> _SUPPLIED RECORDS_:
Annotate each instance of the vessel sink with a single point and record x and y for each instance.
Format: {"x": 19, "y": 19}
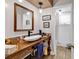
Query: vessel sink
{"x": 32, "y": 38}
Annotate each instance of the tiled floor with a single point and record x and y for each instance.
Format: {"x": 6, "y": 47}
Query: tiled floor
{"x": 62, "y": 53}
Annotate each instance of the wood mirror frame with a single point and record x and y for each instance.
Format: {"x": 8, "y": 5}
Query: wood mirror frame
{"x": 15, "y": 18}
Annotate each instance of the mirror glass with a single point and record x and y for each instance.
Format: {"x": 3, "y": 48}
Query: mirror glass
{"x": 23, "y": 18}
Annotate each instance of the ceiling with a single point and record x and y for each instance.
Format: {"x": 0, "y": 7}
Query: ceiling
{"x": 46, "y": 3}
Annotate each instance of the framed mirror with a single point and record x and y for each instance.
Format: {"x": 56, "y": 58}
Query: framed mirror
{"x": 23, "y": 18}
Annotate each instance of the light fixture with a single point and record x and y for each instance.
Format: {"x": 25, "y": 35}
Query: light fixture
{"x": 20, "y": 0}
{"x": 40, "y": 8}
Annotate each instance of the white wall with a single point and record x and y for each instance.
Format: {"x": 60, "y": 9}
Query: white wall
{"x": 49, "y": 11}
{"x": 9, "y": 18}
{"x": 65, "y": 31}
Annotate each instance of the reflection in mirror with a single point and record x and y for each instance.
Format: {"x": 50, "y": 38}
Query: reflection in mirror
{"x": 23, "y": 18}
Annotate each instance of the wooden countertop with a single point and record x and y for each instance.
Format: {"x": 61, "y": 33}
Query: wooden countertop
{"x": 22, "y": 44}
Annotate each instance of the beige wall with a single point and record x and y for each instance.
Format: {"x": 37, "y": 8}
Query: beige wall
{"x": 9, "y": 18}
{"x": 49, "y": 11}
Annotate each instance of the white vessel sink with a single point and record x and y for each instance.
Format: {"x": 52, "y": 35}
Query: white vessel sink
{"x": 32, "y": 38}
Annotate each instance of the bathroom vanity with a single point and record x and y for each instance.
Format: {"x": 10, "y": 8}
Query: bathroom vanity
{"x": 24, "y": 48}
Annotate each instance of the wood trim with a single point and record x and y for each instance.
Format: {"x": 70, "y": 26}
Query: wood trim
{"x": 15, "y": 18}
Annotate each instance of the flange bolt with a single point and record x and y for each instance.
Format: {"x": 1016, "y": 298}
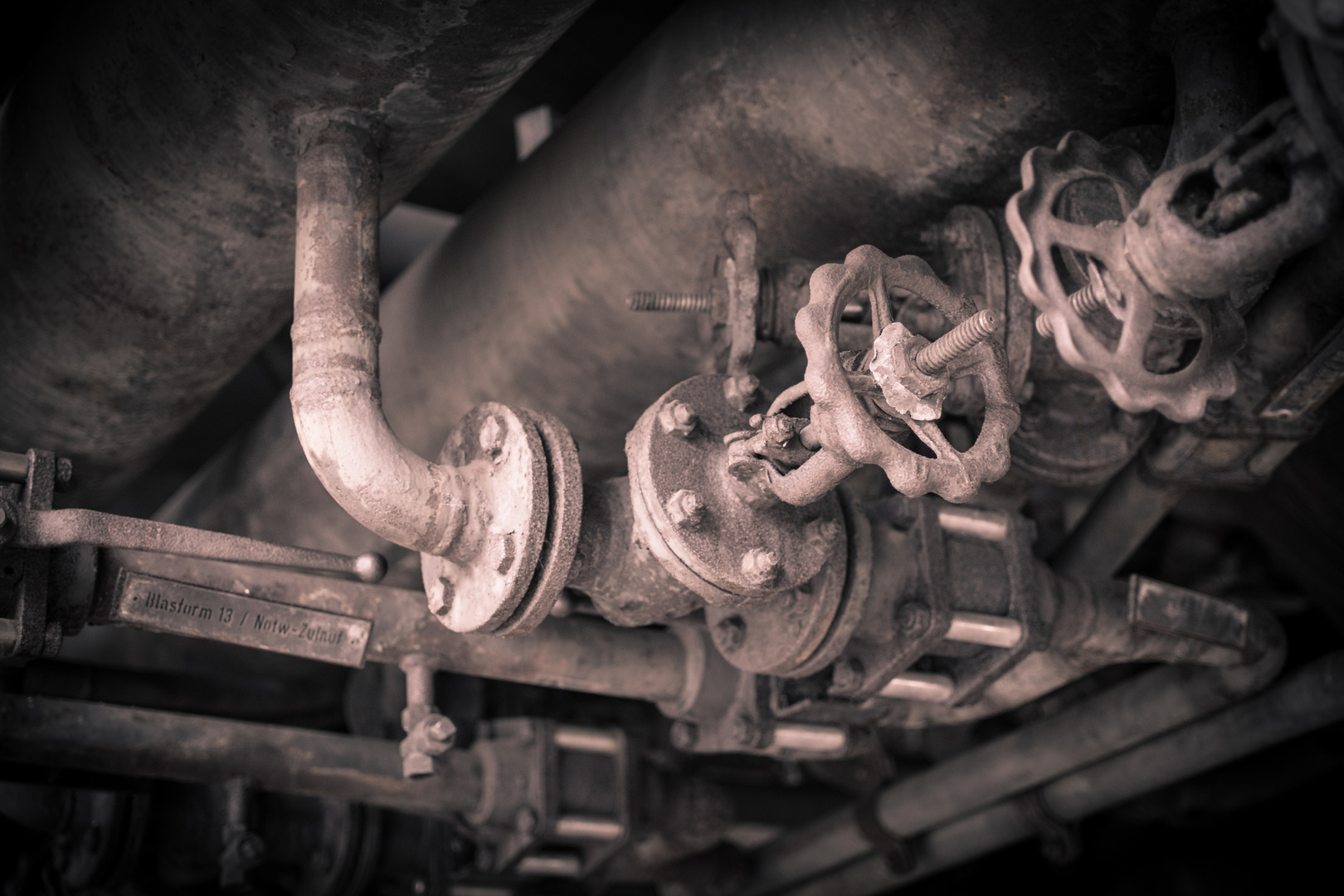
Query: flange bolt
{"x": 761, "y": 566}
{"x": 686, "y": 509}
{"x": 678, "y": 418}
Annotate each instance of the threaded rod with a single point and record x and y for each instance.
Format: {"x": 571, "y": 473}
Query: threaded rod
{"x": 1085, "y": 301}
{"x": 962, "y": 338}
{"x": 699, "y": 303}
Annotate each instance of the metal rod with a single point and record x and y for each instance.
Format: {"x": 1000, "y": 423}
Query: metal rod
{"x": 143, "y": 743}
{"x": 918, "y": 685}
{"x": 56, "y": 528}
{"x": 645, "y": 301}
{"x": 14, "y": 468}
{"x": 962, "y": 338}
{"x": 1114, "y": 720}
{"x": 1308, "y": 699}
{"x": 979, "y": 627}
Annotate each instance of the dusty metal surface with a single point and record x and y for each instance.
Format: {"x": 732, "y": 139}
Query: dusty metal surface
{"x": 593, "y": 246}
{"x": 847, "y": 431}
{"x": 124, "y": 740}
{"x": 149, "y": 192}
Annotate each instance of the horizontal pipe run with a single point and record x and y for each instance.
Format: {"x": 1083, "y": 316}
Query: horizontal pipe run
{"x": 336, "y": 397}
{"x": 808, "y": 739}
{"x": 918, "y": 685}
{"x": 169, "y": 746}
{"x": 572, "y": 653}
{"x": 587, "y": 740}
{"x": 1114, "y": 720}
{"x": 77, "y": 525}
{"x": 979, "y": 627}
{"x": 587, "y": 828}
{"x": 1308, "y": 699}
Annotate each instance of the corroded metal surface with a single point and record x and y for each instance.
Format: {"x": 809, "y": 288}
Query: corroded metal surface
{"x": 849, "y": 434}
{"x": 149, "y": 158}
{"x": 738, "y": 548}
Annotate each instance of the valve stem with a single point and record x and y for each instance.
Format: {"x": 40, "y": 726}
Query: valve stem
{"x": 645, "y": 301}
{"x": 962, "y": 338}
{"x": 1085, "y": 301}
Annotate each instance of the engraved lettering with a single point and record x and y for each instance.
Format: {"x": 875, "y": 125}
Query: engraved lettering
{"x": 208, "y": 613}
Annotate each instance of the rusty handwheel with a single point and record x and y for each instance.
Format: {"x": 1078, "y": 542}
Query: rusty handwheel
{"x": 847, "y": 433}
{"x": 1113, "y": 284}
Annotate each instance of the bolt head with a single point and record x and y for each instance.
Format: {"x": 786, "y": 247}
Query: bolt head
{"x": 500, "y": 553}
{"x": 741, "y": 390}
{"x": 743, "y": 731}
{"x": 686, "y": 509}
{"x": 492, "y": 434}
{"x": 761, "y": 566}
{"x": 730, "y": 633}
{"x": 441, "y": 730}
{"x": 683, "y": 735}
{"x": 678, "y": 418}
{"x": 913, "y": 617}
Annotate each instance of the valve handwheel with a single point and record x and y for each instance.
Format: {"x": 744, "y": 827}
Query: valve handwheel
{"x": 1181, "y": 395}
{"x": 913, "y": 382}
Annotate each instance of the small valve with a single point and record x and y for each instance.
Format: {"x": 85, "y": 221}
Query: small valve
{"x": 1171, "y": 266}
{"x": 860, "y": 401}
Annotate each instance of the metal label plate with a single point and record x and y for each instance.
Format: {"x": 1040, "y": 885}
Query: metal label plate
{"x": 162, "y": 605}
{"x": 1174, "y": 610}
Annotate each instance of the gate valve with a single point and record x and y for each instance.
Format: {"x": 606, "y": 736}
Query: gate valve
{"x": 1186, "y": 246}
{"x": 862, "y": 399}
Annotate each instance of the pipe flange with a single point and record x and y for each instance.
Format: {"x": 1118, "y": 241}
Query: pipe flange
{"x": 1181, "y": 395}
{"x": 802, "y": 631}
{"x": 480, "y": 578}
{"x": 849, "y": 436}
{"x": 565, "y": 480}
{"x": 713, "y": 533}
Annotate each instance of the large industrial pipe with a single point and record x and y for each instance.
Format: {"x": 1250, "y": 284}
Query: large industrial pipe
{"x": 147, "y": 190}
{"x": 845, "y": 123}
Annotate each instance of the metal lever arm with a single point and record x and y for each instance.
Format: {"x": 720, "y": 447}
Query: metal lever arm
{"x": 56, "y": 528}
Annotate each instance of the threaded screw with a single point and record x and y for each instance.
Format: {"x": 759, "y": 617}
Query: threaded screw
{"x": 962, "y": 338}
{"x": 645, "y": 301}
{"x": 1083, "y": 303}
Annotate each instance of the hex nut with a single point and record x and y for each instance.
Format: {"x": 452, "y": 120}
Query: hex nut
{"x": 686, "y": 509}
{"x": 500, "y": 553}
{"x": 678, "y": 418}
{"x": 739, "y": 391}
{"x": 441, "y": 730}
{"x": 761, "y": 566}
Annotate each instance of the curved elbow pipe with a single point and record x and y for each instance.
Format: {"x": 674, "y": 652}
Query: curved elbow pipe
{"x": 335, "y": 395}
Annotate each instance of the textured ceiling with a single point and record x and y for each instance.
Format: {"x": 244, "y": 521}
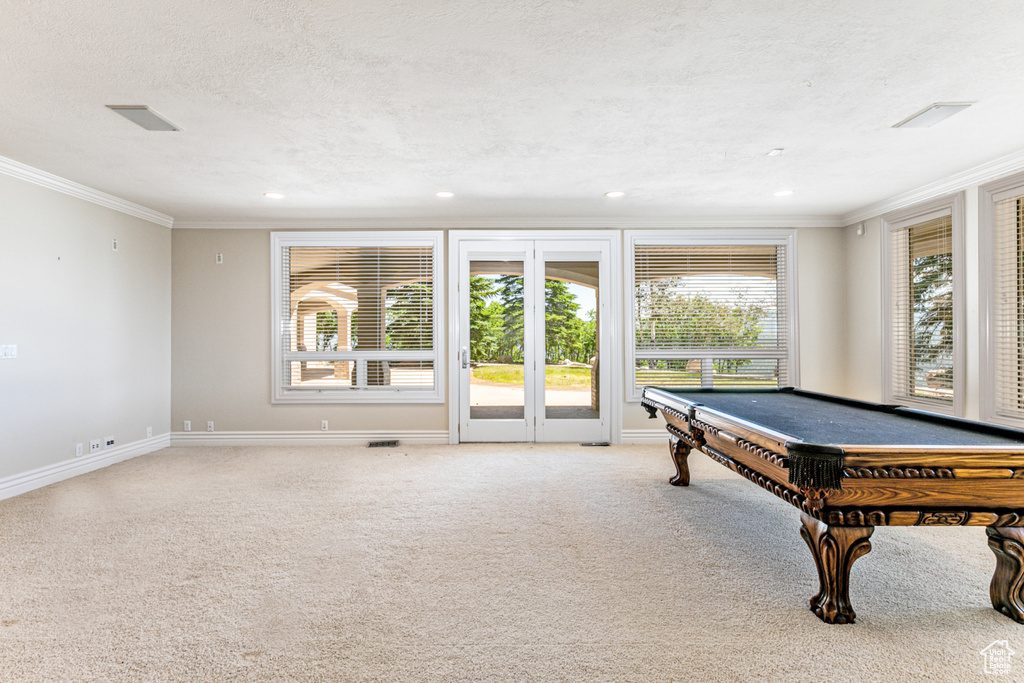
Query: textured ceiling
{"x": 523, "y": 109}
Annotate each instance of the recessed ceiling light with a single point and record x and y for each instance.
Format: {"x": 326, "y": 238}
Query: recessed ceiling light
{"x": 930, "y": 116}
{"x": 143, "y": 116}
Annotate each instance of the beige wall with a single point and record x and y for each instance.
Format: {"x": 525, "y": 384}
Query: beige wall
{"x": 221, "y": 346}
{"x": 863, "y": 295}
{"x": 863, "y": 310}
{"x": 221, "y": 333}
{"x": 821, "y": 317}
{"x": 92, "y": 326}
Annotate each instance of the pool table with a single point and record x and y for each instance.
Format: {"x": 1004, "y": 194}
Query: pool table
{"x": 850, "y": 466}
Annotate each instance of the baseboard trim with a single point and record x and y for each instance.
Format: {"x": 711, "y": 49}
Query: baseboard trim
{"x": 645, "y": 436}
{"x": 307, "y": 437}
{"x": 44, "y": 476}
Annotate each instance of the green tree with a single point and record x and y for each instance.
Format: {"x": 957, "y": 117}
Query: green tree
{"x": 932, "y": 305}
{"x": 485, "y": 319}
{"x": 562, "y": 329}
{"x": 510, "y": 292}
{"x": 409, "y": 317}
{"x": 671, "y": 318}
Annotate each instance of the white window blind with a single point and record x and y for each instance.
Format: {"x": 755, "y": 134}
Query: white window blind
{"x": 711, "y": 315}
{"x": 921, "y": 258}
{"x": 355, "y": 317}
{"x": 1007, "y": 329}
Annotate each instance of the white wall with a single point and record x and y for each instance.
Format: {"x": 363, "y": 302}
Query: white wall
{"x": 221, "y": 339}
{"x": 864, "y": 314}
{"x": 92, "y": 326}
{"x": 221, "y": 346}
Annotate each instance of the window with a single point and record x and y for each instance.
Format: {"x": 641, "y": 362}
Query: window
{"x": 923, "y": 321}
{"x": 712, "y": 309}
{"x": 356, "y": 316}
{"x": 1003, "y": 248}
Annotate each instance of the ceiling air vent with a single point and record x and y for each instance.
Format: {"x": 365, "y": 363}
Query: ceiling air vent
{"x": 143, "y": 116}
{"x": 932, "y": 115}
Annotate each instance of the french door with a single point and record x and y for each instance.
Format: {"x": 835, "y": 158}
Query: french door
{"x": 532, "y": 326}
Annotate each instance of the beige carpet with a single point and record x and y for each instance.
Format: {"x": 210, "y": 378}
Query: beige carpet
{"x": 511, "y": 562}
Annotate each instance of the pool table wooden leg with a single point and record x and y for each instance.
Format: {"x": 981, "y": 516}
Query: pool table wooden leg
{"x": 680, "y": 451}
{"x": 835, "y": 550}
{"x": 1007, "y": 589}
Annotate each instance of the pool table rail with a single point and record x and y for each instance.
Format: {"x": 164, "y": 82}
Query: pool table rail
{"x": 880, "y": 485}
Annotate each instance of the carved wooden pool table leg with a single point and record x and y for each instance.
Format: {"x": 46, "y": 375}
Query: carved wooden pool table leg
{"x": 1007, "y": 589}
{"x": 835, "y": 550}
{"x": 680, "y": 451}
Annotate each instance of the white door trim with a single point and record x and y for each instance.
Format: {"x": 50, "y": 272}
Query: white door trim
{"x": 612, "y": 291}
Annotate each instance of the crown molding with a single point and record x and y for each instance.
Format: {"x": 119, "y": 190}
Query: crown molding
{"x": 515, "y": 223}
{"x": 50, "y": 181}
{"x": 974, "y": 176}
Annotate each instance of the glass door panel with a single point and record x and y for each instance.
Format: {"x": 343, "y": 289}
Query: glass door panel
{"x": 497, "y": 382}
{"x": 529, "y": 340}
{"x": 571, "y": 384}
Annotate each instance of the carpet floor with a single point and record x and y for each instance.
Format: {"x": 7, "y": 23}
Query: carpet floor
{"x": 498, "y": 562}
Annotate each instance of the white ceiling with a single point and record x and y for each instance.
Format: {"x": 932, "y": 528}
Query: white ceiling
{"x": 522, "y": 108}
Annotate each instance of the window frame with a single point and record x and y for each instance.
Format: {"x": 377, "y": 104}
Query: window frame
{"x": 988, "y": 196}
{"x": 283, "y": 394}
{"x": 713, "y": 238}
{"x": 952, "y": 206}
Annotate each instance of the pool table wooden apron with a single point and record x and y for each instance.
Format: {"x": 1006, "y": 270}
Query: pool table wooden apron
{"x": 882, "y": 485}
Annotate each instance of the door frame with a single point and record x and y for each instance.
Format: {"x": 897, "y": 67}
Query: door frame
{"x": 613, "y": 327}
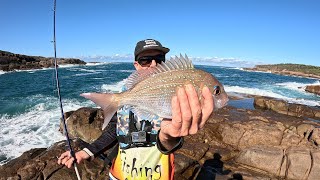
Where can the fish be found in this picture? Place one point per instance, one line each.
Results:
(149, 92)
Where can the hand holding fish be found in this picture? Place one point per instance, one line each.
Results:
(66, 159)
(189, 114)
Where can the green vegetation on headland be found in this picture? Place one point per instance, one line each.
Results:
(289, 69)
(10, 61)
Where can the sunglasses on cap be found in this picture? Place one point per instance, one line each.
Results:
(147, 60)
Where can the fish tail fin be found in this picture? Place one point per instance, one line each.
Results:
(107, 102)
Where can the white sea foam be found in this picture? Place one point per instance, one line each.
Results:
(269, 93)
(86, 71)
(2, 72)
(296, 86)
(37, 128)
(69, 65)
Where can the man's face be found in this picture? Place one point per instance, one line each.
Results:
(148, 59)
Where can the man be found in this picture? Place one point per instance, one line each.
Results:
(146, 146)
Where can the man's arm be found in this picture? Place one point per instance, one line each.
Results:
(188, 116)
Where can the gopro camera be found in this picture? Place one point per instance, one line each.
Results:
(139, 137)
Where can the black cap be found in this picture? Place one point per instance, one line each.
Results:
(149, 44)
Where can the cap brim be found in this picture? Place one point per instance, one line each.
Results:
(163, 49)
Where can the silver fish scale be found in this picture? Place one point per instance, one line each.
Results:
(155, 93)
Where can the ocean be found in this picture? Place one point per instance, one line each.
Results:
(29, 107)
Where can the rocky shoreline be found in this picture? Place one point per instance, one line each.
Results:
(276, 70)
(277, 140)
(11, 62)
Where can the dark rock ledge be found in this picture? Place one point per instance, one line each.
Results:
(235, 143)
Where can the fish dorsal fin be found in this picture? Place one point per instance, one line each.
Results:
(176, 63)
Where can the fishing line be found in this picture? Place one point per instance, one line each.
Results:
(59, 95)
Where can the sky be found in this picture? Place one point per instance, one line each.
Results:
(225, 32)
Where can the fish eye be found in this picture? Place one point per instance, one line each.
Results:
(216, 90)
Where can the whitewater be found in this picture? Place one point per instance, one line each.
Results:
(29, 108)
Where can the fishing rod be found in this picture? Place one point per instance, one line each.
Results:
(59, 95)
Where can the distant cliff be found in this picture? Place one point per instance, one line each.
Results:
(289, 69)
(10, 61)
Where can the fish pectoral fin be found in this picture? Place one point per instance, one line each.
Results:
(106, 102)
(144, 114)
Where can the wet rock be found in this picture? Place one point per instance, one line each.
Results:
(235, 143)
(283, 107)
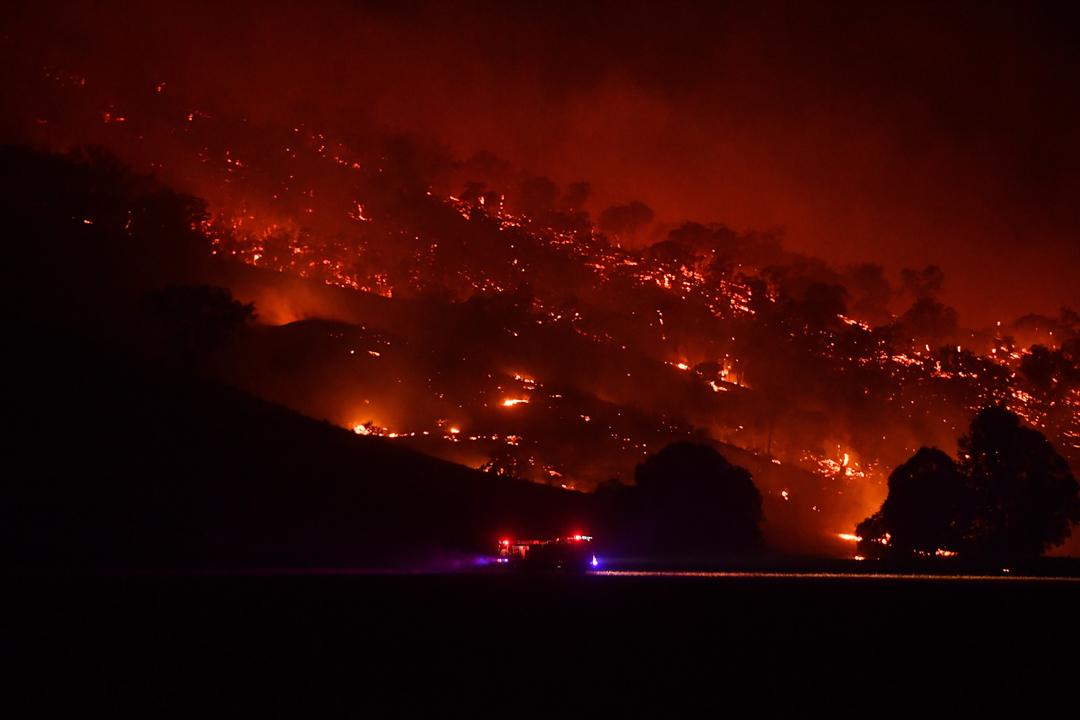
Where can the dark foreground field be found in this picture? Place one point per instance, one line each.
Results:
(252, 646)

> _EXERCISE GOAL_: Extract exactly the lines above from the line containing "Where can the man's arm" through the last one, both ends included, but not the pictures.

> _WORKED SOLUTION_:
Where can the man's arm be found in this picture? Place one point per instance, one line each.
Results:
(188, 116)
Where can the gopro camera be found in this picture? Place one point per instance, one line each.
Results:
(139, 137)
Where can the black cap be found in this picture? Place one point per instance, one line each.
Results:
(149, 44)
Where can the cap brim be found in this picture? Place one point per instance, one line each.
Results:
(163, 49)
Where can the silver fish scale be found in this picture? Place one point per instance, one line each.
Results:
(155, 93)
Where can the ocean be found in this picture? Place one point per instance, one line each.
Results:
(29, 107)
Where can the rocky shoreline be found in this picture? Place one point per instance, one line each.
Results:
(276, 70)
(277, 140)
(11, 62)
Where can the dark rock ledge be found in this picture? Place one point per instance, one line each.
Results:
(235, 143)
Where can the fish dorsal fin be found in this picture? Place one point per instance, one line each.
Results:
(176, 63)
Where can the fishing line be found in this picture? Place one point per instance, one line each.
Results:
(59, 95)
Where can the sky be found in this picture? Place one point per instance, one line each.
Results:
(225, 32)
Where can the fish eye be found in this picture? Place one point per instance, one line each.
Results:
(216, 90)
Where can the whitewater be found in this picture? Place one point per instance, one line each.
Results:
(29, 108)
Where can the fishing rod be found in this picture? Place one point per instance, one line each.
Results:
(59, 95)
Where can the distant cliff be found in this picture? Place one point per instance, one line each.
Results:
(289, 69)
(10, 61)
Where can the fish pectoral fin be found in this picture? Place one point per instance, one line each.
Results:
(106, 102)
(144, 114)
Where can the wet rock be found in this picture? Place one point per instance, one line each.
Results:
(235, 143)
(283, 107)
Where can the dark foreground field be found in this picture? Place one point per instance, one line each.
Results:
(252, 646)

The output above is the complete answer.